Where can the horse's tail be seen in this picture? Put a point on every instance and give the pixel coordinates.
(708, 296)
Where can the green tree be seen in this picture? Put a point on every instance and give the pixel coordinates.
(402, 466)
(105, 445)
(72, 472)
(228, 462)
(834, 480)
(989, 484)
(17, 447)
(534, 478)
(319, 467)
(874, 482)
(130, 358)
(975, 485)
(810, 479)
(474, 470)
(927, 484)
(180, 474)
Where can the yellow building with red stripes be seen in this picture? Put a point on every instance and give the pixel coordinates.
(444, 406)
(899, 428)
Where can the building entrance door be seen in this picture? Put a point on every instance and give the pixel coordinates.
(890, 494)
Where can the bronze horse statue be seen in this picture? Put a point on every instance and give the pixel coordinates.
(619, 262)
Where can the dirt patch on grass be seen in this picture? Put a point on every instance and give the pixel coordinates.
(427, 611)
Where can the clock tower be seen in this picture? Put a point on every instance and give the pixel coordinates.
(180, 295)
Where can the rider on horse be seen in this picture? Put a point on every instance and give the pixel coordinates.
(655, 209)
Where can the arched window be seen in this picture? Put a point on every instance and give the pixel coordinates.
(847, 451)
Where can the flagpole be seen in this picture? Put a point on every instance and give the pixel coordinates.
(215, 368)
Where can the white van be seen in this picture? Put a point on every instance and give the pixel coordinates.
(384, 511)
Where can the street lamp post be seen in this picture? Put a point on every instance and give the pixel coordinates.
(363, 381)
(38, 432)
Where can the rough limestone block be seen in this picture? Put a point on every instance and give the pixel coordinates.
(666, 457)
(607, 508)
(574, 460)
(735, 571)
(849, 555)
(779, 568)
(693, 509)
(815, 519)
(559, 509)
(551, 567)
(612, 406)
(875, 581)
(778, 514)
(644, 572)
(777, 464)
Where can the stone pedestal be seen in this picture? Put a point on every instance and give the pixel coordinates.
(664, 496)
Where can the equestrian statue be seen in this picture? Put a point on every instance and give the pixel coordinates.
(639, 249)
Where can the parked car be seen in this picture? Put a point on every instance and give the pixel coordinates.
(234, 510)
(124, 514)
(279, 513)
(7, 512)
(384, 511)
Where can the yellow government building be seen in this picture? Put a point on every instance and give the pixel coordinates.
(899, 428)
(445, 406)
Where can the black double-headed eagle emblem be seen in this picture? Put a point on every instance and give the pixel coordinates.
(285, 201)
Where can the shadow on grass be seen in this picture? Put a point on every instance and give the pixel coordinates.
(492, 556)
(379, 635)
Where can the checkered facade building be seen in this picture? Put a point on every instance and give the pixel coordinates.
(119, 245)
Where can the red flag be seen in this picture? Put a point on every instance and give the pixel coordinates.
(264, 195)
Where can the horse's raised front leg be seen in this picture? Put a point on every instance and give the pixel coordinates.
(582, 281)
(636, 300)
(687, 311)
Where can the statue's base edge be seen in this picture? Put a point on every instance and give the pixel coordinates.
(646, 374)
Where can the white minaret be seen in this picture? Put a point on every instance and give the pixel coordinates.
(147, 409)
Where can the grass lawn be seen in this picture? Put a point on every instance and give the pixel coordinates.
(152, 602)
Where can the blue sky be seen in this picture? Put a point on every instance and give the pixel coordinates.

——————————

▶ _Try it_: What is needed is an exact copy of the lines from the one containing "Where can the grass" to the end of the data; please add nothing else.

▶ _Task result_:
Where can the grass lawn be seen in this picture? Put a point on every instance and give the pixel coordinates.
(152, 602)
Where can the blue sky be seen in this picture? Put a point on every instance and give the pixel coordinates.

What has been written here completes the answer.